The problem –
All that is wanted is the exact text of each line from the one with "pin: horse harness" to the close of the listing, ends included.

Material supplied –
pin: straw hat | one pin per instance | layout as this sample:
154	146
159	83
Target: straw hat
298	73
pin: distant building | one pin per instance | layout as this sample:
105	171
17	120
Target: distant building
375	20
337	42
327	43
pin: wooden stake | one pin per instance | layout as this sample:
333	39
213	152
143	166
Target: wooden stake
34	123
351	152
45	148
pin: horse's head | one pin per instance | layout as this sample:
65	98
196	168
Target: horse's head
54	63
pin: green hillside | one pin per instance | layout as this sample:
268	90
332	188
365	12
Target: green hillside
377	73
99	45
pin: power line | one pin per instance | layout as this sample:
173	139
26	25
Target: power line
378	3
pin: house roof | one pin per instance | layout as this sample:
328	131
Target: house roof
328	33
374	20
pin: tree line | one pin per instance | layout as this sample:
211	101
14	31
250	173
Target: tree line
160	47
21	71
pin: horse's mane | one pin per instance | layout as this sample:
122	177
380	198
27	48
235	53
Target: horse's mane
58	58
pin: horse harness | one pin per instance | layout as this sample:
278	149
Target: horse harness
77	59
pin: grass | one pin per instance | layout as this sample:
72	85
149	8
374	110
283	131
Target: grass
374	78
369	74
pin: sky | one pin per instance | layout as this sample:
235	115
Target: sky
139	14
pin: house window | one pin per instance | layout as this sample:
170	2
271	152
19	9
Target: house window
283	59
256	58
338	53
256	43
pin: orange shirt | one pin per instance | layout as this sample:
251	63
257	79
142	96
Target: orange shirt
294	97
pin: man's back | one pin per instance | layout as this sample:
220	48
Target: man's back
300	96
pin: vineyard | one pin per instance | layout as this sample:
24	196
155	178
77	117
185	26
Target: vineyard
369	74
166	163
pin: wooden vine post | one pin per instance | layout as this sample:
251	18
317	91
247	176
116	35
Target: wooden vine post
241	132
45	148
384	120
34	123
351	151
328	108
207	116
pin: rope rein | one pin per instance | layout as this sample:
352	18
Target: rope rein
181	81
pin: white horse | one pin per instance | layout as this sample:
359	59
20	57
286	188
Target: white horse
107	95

Reply –
pin: horse harness | one pin per instance | layout as this sample:
278	149
Target: horse harness
77	59
pin: grass | one pin per instance | layout as this sample:
72	85
149	8
374	110
283	131
Target: grass
374	78
369	74
pin: sky | one pin per instance | layout as this sample:
235	115
Target: sky
139	14
pin: house window | one pin per instance | layout as this sample:
170	2
271	152
19	9
Target: house window
283	59
256	58
338	53
256	43
pin: orange shirt | one pin per instance | layout as this sample:
251	63
257	79
142	96
Target: orange shirt
294	97
pin: man's back | one pin per instance | layout as this sample:
220	48
Target: man's back
300	96
pin: vineyard | one pin per instance | layout as this sample:
24	196
155	178
77	117
185	26
Target: vineyard
369	74
166	163
pin: wooden vine post | one pin per instance | layout as this sample:
251	18
317	91
247	176
116	35
Target: wooden vine post
241	132
45	148
384	120
34	123
351	151
328	108
207	116
pin: rope rein | one pin per instance | layout as this sample:
352	18
Target: rope rein
181	81
pin: white horse | one pin per instance | layout as this sample:
359	59
20	57
286	188
Target: white horse
107	95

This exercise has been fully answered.